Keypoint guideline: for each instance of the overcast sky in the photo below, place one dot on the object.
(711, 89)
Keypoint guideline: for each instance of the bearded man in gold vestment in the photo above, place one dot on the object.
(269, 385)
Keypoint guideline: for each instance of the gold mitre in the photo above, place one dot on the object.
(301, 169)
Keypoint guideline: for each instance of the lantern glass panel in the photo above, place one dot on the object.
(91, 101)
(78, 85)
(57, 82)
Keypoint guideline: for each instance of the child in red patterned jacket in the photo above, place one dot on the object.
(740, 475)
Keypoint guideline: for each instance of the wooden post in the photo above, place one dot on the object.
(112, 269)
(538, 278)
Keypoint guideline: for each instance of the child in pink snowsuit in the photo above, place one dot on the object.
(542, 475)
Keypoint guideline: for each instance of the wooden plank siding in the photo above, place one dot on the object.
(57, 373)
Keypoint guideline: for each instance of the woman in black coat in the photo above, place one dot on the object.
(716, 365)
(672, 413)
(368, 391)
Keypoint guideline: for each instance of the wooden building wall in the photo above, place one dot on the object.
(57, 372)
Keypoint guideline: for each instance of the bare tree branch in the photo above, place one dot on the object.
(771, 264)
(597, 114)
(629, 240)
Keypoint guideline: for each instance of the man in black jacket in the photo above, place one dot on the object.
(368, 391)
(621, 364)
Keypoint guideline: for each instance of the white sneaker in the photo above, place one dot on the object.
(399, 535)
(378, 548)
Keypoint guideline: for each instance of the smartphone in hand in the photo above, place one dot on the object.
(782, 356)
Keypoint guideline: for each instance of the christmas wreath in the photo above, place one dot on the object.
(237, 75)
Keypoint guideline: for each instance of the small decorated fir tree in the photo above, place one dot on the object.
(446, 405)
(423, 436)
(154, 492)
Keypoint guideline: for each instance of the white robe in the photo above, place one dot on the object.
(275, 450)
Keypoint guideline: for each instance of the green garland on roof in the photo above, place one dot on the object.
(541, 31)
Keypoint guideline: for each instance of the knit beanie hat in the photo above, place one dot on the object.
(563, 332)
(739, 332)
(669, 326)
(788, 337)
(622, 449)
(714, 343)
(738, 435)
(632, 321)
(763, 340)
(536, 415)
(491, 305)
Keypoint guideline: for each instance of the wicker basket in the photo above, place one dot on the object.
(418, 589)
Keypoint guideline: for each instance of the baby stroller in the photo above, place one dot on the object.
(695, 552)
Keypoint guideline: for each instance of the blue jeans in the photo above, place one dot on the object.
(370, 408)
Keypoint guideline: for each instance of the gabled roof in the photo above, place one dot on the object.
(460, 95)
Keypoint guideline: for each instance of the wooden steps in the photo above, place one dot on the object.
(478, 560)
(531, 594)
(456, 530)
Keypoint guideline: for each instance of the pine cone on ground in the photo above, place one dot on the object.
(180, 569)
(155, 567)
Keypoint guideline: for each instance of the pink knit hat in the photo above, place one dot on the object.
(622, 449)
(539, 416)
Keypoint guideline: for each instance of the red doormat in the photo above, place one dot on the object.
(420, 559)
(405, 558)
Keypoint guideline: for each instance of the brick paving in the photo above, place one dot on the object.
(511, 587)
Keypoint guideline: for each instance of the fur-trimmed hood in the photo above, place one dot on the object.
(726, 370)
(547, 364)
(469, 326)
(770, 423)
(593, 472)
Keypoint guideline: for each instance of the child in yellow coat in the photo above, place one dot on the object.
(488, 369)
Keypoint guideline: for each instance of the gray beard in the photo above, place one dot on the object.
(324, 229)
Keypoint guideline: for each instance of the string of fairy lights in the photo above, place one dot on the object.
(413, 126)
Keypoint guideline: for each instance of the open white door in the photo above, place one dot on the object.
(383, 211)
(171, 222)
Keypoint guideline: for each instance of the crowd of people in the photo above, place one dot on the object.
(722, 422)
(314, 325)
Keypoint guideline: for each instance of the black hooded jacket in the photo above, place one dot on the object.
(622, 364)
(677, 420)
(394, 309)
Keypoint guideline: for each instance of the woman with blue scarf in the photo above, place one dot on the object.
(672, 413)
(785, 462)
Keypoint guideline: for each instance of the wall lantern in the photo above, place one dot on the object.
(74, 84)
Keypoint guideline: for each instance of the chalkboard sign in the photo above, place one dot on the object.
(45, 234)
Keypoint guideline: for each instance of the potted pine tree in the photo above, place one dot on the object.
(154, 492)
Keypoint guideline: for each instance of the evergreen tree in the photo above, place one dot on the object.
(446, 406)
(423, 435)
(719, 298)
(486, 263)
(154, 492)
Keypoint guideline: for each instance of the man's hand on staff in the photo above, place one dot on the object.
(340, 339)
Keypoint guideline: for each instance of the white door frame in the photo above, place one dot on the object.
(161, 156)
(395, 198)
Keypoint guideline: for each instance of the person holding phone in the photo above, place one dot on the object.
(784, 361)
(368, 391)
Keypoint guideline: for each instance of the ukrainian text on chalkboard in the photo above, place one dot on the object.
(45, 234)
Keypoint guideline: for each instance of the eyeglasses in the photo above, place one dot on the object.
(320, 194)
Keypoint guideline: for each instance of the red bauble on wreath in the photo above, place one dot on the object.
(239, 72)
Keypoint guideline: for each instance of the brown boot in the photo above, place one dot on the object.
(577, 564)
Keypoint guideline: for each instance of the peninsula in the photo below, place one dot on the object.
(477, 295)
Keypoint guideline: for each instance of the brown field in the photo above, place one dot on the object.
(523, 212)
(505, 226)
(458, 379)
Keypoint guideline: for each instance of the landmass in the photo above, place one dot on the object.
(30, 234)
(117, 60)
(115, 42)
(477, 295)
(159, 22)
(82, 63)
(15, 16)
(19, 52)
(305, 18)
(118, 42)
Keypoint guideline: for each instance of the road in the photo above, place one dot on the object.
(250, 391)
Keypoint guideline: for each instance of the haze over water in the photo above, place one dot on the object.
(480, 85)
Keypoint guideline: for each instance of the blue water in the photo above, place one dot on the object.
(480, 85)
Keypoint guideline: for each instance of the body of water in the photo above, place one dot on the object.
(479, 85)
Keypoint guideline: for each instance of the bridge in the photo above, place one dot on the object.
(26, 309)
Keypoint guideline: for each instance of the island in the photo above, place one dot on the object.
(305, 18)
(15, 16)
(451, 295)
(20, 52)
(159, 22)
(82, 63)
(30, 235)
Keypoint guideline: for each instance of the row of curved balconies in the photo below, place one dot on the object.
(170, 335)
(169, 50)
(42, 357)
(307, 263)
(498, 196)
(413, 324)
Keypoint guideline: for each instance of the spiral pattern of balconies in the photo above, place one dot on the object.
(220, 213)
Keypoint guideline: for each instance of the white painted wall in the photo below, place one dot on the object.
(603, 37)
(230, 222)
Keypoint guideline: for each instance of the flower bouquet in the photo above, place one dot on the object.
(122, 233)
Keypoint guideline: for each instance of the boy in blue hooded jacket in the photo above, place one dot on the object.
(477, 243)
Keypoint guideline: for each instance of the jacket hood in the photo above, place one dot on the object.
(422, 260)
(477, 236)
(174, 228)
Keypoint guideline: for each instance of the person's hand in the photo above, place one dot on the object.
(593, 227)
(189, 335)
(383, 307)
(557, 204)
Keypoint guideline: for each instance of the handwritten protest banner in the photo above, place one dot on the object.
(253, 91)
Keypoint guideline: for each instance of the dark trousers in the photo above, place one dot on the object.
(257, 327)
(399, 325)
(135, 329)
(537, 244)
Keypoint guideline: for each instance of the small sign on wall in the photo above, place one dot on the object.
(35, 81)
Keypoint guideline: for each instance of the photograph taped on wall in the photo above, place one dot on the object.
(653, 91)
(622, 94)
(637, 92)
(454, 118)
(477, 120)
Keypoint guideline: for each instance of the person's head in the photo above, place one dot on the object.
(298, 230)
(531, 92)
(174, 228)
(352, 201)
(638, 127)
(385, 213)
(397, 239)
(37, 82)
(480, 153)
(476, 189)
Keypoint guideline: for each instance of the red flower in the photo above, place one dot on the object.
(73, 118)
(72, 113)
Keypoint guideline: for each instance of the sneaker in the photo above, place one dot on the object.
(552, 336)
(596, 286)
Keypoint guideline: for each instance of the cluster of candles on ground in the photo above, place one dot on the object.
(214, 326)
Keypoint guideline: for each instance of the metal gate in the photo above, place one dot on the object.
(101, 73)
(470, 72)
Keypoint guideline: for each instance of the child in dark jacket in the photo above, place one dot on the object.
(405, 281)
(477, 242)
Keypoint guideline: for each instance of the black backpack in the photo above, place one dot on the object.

——

Job:
Please copy word for word the lines starting at the line that contains "Keypoint guideline: for each instance of the cluster" and ending with the final line of the items.

Task response:
Keypoint guideline: for each instance of the cluster of candles on ground in the photo above, place one dot on the object.
(214, 326)
Keypoint guideline: for each instance of the metal gate in the photo above, place one dot on the object.
(101, 73)
(470, 72)
Keypoint guideline: for each instance of the child in dark jacket in the photo above, place one dot on the object.
(405, 281)
(477, 242)
Keypoint guideline: for each instance of the black backpack in the photo above, place one dot on the object.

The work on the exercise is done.